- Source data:

:::::

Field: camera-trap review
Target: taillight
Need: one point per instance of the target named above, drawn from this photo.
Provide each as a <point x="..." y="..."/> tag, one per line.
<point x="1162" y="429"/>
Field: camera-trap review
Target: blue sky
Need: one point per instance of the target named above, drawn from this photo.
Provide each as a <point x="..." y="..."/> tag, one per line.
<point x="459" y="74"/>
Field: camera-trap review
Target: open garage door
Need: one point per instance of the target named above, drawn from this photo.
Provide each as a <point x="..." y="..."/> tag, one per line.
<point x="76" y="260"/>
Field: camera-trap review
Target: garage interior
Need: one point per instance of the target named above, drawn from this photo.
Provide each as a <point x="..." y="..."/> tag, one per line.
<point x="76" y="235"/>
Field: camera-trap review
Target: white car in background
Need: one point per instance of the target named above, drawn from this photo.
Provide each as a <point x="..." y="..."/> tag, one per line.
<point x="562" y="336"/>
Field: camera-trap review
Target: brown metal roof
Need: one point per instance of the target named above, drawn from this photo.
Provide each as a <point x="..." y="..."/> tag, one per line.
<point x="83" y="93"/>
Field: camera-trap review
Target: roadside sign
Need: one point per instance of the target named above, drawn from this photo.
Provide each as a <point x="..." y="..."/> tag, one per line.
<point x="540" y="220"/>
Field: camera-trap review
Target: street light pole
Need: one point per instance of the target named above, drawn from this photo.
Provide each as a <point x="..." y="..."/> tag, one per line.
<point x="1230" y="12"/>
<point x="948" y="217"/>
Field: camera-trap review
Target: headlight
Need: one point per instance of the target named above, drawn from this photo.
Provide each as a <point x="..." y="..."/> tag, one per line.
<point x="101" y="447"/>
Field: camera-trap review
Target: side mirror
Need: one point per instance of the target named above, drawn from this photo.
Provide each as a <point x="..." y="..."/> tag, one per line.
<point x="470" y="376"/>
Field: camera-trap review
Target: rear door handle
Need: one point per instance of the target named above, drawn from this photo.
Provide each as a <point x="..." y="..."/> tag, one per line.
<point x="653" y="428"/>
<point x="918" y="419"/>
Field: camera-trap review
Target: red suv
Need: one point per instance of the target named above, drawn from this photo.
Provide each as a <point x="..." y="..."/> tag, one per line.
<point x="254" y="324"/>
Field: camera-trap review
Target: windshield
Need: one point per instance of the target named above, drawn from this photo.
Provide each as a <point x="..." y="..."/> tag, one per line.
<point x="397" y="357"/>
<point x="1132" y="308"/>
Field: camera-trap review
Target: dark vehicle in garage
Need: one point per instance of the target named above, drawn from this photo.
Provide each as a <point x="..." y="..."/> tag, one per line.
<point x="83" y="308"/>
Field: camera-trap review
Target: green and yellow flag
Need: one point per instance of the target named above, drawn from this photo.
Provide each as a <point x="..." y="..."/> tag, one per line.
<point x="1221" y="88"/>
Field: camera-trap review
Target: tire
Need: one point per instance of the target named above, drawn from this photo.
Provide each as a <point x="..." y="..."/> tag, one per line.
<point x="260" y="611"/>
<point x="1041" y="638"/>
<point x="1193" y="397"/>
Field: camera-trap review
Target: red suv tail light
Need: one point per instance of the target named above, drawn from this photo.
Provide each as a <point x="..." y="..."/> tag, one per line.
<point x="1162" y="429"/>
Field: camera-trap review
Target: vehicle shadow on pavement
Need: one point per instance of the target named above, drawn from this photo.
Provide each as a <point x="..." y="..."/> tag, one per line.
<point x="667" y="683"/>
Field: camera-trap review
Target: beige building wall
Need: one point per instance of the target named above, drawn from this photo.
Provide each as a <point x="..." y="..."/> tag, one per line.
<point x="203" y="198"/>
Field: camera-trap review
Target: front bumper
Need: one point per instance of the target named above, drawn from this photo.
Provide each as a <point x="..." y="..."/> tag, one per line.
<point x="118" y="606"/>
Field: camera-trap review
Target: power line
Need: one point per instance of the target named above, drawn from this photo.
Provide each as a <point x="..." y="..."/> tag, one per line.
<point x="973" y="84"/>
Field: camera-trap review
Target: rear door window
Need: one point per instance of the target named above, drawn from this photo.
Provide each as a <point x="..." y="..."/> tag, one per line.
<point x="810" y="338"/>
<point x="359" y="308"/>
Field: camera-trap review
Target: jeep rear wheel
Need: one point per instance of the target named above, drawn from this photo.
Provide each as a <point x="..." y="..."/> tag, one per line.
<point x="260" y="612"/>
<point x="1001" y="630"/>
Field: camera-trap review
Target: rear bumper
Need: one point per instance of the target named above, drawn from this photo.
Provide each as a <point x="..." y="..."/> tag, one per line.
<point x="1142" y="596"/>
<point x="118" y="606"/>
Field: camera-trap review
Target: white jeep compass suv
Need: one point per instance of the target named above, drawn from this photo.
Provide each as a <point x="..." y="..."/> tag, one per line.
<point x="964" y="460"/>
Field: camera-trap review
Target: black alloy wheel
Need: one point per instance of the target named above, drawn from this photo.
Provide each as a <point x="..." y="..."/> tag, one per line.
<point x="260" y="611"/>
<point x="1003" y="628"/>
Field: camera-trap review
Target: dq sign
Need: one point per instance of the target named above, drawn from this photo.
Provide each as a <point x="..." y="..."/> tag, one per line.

:::::

- Your assignment: Would you be able to transcribe every line of the data exactly?

- Written solution:
Field: camera-trap review
Target: taillight
Need: one point per instance of the target named above, drawn from this photo.
Provide each as a <point x="..." y="..."/> tag, one per line.
<point x="1162" y="429"/>
Field: camera-trap review
Target: blue sky
Need: one point per instance of the target named above, drawn from this photo.
Provide each as a <point x="..." y="..."/> tag, one per line.
<point x="459" y="74"/>
Field: camera-trap review
Target: open garage door
Need: one point per instance of the target named above, drawn from this photo.
Provide each as a <point x="..." y="..."/> tag, one per line.
<point x="76" y="260"/>
Field: camera-trap review
Target: garage interior
Need: one point per instance of the target named above, drawn from this photo.
Provide each as a <point x="..." y="..."/> tag, one per line.
<point x="76" y="235"/>
Field: camera-trap review
Target: white car in background
Need: one point per instance of the target named above, drawn from this photo.
Provide each as a <point x="..." y="..."/> tag, one per line.
<point x="562" y="336"/>
Field: camera-trap review
Target: brown metal roof
Need: one point per instance of the target named above, drawn from this photo.
Provide each as a <point x="..." y="..."/> tag, one per line.
<point x="83" y="93"/>
Field: camera-trap review
Target: roadside sign
Need: one point per instance of the target named above, drawn from this photo.
Provide each as a <point x="..." y="..."/> tag, one per line.
<point x="540" y="220"/>
Field: camera-trap review
Target: street light pole
Need: one point per instance of the target named above, drawn from this photo.
Provide each as a <point x="..." y="..."/> tag, one per line.
<point x="1230" y="12"/>
<point x="948" y="217"/>
Field: camera-trap review
Target: headlight
Need: one point per instance of the target named above, drawn from this photo.
Provide each as a <point x="..." y="..."/> tag, one per line.
<point x="101" y="447"/>
Field: camera-trap review
Target: side mirror
Need: one point per instance of the target named above, drawn from this photo.
Provide each as a <point x="..." y="..."/> tag, one per line.
<point x="470" y="376"/>
Field: camera-trap review
Target: rear door handle
Need: one point per instance of the target named above, drawn from this photo.
Provide each as a <point x="..." y="..."/> tag, one per line.
<point x="653" y="428"/>
<point x="918" y="419"/>
Field: camera-trap review
Target: red suv
Need: one point per instance of the target named above, drawn from this photo.
Provide each as a <point x="..." y="..."/> tag, one per line.
<point x="254" y="324"/>
Field: camera-trap review
Target: windshield
Need: one point per instance of the target named above, drawn from this photo.
Provide each as a <point x="..." y="..."/> tag, one per line.
<point x="397" y="357"/>
<point x="1132" y="308"/>
Field: camera-trap review
Target: dark vehicle in garage
Need: one point per instance of the target named above, drawn from this photo.
Provide each as a <point x="..." y="..."/> tag, one per line.
<point x="83" y="308"/>
Field: camera-trap review
Target: green and yellow flag
Need: one point per instance of the target named above, drawn from this photo.
Provide each as a <point x="..." y="..."/> tag, one per line.
<point x="1221" y="88"/>
Field: camera-trap review
Target: tire
Need: one point per instance of the target named above, drawn from this photo.
Provide each as a <point x="..." y="..."/> tag, one per line.
<point x="260" y="611"/>
<point x="1041" y="638"/>
<point x="1193" y="397"/>
Field: camera-trap review
Target: red suv tail light
Need: one point per instance of the target named above, drawn from this photo.
Provide each as a <point x="..." y="..."/> tag, one per line.
<point x="1162" y="429"/>
Field: camera-trap review
Target: vehicle shadow on pavement
Need: one point per instance of the target named above, drawn from this photo.
Provide each as a <point x="..." y="..."/> tag, one per line.
<point x="667" y="683"/>
Field: camera-trap review
Target: beige building wall
Need: one point per instance of the target named above, drawn from this photo.
Provide each as a <point x="..." y="..."/> tag, one per line.
<point x="203" y="198"/>
Field: camera-trap review
Target: front bumper
Need: one point per instance of the target named above, drawn from this photo.
Provide each as a <point x="..." y="..."/> tag, one per line.
<point x="118" y="606"/>
Field: camera-trap review
Target: power line
Need: one point per instance of the target named above, drawn from this photo.
Provide each as a <point x="..." y="..."/> tag, one per line.
<point x="973" y="84"/>
Field: camera-trap review
Target: rear door window
Need: one point per instance of the target named above, drawn from this photo.
Provide each as a <point x="..." y="..."/> tag, one per line.
<point x="810" y="338"/>
<point x="359" y="308"/>
Field: camera-trap review
Target: jeep rear wheel
Need: one point per instance of the target named above, drawn from this photo.
Provide each as a <point x="..." y="..."/> tag, one per line.
<point x="260" y="612"/>
<point x="1001" y="630"/>
Field: camera-trap review
Target: rear bumper
Need: one point per instance of the target named above, drawn from this photo.
Provide each as a <point x="..." y="..."/> tag, one per line.
<point x="1142" y="596"/>
<point x="118" y="606"/>
Field: camera-trap review
Target: white jeep compass suv
Need: one point per instance of the target named above, drawn from this photo.
Provide each as a <point x="..." y="..."/> tag, one per line.
<point x="964" y="460"/>
Field: camera-trap review
Target: black alloy wheel
Need: one point per instance of the target named above, drawn from this photo.
Provide each as a <point x="..." y="..."/> tag, one per line.
<point x="260" y="611"/>
<point x="1003" y="628"/>
Field: camera-trap review
Target: dq sign
Need: one point per instance of the target named above, drawn from this photo.
Provide each as a <point x="..." y="..."/> tag, one per line.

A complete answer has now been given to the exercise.